Directions
1 – List every distinct username that posts in the water chiller forum thread.
2 – Answer these questions using the water chiller thread, one answer per line:
(a) About how many GPH does the first poster say their system needs?
(b) What number does Kami Samurai say the 60 gallons was supposed to be?
(c) According to 5BY5LEC, why might slower flow give better performance?
3 – Write the next part of the water chiller forum thread.

***** Passage shown *****

Understanding a waterchiller

Kami Samurai

Well-Known Member
I have a couple questions:
1.) when you size your water chiller will be using a higher rated HP reduce the electricity used since the machine itself will have to work less. E.g. if I buy a 1/2 HP chiller over a 1/4 HP for 60 Gallons.

2.) if a chiller is listed with a maximum flow rate are you able to exceed that @ the cost of efficiency. I’ve found some very economical choices only 100$ more then a typical but they have flow rates around 300GPH but I need around 800 for my system.
 

Airwalker16

Well-Known Member
I have a couple questions:
1.) when you size your water chiller will be using a higher rated HP reduce the electricity used since the machine itself will have to work less. E.g. if I buy a 1/2 HP chiller over a 1/4 HP for 60 Gallons.

2.) if a chiller is listed with a maximum flow rate are you able to exceed that @ the cost of efficiency. I’ve found some very economical choices only 100$ more then a typical but they have flow rates around 300GPH but I need around 800 for my system.
If iylts only 60 gallons you need to chill, a 1/10HP could probably do it. But a 1/2 is way overkill. 1/4 is perfect if you wanna go a bit larger.
 

Kami Samurai

Well-Known Member
If iylts only 60 gallons you need to chill, a 1/10HP could probably do it. But a 1/2 is way overkill. 1/4 is perfect if you wanna go a bit larger.
It’s suppose to say 90. It’s more a question of watt efficiency. How many watts would each use to cool the same volume of water?
 

5BY5LEC

Well-Known Member
1. Oversizing within reason is ok. 60 gallons would be perfect for 1/4.
2. You do not exceed the maximum flow rate. You actually get better performance with slower flow I would think, since the water has more time to hang around the heat exchanging coil. Thus absorbing more of it's heat.
 

Airwalker16

Well-Known Member
1. Oversizing within reason is ok. 60 gallons would be perfect for 1/4.
2. You do not exceed the maximum flow rate. You actually get better performance with slower flow I would think, since the water has more time to hang around the heat exchanging coil. Thus absorbing more of it's heat.

***** Data extract *****

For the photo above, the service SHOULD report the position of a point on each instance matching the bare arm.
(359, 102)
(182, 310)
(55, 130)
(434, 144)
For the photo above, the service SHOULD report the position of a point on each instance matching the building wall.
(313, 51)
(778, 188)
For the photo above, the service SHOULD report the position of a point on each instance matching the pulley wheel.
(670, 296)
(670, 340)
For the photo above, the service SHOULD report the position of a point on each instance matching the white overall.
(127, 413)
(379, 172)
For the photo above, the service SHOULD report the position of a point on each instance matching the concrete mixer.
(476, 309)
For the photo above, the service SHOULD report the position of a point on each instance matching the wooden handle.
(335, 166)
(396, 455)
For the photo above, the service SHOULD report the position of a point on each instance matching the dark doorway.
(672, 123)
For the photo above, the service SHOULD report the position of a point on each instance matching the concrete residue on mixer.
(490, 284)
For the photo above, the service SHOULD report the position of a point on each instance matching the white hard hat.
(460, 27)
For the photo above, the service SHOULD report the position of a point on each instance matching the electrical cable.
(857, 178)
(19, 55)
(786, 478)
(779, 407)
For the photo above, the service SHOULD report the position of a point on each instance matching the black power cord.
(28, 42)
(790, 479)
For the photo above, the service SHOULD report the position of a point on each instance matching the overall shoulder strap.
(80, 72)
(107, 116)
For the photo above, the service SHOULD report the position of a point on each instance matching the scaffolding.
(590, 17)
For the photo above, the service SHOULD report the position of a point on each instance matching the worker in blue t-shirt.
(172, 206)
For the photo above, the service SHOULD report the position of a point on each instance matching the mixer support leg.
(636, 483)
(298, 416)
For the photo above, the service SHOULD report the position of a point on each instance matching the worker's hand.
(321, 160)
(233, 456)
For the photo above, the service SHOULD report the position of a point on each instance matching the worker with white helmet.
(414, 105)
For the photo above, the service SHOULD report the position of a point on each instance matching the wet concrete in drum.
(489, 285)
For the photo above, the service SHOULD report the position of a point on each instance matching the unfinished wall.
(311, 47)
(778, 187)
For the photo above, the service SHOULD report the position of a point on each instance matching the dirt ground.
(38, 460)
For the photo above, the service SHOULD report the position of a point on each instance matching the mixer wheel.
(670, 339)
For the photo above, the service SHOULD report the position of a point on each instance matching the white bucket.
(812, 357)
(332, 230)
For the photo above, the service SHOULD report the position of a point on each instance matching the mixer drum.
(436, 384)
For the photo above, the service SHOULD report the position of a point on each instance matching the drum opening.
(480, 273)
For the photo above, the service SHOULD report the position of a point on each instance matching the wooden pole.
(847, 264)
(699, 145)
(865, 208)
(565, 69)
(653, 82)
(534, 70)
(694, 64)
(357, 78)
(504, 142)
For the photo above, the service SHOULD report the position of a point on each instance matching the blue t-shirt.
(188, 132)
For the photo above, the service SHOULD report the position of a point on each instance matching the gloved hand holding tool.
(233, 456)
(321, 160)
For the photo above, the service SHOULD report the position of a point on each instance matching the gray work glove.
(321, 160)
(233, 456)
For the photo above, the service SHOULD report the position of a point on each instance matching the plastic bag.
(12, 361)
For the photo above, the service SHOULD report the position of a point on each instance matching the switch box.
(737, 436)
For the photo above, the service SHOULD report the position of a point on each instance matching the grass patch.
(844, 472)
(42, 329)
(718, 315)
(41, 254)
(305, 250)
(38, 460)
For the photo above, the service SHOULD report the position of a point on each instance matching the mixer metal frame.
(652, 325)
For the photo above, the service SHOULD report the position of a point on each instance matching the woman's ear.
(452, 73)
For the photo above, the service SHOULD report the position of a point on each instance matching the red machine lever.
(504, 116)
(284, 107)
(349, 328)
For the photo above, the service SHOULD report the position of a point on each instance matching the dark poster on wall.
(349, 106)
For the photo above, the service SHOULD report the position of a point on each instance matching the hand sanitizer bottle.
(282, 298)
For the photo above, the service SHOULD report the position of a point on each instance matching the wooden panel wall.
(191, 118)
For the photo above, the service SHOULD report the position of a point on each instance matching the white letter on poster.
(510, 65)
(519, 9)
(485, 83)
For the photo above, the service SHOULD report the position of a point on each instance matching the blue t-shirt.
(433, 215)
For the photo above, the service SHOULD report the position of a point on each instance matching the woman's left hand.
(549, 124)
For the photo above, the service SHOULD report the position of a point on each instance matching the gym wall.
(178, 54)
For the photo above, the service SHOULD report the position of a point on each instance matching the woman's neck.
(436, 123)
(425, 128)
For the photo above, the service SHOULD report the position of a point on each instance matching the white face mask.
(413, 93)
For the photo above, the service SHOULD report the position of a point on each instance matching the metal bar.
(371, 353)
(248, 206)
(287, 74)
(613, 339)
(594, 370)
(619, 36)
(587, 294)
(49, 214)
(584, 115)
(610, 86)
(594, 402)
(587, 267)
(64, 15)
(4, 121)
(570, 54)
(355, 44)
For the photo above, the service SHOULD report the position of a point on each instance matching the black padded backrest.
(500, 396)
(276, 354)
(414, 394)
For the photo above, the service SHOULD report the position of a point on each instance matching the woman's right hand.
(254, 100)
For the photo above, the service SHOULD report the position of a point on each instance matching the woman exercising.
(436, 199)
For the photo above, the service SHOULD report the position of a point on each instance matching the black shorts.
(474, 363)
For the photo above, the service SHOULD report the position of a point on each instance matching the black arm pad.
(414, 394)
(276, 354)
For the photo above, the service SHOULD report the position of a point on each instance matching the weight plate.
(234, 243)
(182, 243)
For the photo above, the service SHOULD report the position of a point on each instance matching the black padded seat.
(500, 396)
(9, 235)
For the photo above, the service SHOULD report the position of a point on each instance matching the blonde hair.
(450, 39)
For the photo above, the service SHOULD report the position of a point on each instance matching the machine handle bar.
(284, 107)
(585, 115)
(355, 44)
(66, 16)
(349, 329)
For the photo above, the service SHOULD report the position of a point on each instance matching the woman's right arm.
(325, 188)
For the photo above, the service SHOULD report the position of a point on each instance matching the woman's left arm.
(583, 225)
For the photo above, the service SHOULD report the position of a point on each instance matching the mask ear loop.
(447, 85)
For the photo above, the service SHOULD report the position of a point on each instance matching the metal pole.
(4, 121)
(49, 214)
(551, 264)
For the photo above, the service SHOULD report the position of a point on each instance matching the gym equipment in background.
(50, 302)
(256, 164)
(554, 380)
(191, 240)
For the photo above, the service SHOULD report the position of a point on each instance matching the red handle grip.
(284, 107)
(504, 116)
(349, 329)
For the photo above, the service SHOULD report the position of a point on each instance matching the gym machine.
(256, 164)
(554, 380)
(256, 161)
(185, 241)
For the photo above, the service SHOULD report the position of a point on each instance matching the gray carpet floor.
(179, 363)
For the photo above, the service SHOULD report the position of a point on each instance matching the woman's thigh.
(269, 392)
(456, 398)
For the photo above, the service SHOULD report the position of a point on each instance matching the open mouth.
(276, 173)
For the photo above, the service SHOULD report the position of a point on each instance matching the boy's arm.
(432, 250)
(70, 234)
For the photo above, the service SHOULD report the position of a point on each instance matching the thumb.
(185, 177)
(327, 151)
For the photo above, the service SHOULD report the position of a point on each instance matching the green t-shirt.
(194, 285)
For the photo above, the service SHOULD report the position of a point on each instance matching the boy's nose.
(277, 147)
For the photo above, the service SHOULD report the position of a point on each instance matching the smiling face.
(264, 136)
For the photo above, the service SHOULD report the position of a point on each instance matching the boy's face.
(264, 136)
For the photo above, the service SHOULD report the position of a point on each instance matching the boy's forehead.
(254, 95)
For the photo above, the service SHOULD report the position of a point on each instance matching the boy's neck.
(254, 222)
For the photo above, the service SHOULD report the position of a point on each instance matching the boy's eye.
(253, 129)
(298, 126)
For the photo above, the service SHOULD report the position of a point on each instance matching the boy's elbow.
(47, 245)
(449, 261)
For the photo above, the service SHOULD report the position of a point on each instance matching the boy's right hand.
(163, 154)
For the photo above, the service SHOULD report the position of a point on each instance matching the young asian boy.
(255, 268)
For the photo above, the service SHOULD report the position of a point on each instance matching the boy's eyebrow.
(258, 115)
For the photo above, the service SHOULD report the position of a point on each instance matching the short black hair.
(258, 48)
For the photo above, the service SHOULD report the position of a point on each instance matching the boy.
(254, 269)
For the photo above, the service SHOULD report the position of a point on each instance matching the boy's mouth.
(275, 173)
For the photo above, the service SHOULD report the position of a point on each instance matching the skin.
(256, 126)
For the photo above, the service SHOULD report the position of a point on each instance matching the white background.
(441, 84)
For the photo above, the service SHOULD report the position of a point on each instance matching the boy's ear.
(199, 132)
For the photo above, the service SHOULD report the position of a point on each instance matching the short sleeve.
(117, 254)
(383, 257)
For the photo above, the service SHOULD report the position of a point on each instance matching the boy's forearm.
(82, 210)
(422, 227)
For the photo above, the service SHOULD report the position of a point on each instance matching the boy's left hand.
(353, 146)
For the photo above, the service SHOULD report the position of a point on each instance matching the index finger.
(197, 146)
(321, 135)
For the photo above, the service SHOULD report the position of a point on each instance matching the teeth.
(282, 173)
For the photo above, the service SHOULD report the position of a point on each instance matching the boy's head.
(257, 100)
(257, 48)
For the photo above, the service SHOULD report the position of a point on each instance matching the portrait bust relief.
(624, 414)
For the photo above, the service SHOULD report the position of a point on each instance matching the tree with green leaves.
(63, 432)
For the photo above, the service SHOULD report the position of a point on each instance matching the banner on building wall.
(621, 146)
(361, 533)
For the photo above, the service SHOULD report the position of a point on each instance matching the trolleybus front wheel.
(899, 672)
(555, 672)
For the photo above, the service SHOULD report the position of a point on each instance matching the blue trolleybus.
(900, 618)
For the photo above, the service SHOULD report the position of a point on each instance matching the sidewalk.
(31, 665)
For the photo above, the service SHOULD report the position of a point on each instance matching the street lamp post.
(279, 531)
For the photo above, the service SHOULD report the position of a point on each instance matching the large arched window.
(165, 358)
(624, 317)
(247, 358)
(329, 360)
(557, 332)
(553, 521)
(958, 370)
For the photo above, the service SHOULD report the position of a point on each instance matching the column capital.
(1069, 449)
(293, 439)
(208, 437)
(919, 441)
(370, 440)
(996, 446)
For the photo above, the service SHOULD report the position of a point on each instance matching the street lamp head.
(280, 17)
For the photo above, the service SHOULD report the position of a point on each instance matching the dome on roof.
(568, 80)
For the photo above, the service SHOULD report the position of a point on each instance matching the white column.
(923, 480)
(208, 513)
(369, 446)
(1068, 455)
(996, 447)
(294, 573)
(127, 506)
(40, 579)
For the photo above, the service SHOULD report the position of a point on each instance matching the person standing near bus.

*****

Responses to the exercise
1 – Kami Samurai, Airwalker16, 5BY5LEC

2 –
(a) Around 800 GPH.
(b) 90.
(c) The water has more time around the heat exchanging coil, so it absorbs more of its heat.

3 –
He's actually chilling 90gals
 

ttystikk

Well-Known Member
1. Oversizing within reason is ok. 60 gallons would be perfect for 1/4.
2. You do not exceed the maximum flow rate. You actually get better performance with slower flow I would think, since the water has more time to hang around the heat exchanging coil. Thus absorbing more of it's heat.
No.
 

ttystikk

Well-Known Member
The advantage of a chiller is that once it reaches the desired setpoint, it can shut down, taking advantage of the thermal density of water vs air. This means that a larger chiller will spend more time shut down and thus overall power used will be similar.

Don't run your setpoint and rise too close together or the chiller will cycle too much, or 'short cycle'. This hurts efficiency and accelerates wear.

Insulate your cold water lines and reservoirs. This keeps inefficiency related to thermal loss to a minimum and reduces condensation.

Place the chiller somewhere where the rejected heat will dissipate, not in an enclosed space that will get hot. Just like any heat pump, they work best with a good temperature differential. Now that it's getting to be wintertime, feel free to use that heat to keep your house warm! Done wisely, it can even be a way to help keep temperatures in your grow area stable overnight.

I'm pretty well versed in water cooling; AMA!
 

Kami Samurai

Well-Known Member
The advantage of a chiller is that once it reaches the desired setpoint, it can shut down, taking advantage of the thermal density of water vs air. This means that a larger chiller will spend more time shut down and thus overall power used will be similar.

Don't run your setpoint and rise too close together or the chiller will cycle too much, or 'short cycle'. This hurts efficiency and accelerates wear.

Insulate your cold water lines and reservoirs. This keeps inefficiency related to thermal loss to a minimum and reduces condensation.

Place the chiller somewhere where the rejected heat will dissipate, not in an enclosed space that will get hot. Just like any heat pump, they work best with a good temperature differential. Now that it's getting to be wintertime, feel free to use that heat to keep your house warm! Done wisely, it can even be a way to help keep temperatures in your grow area stable overnight.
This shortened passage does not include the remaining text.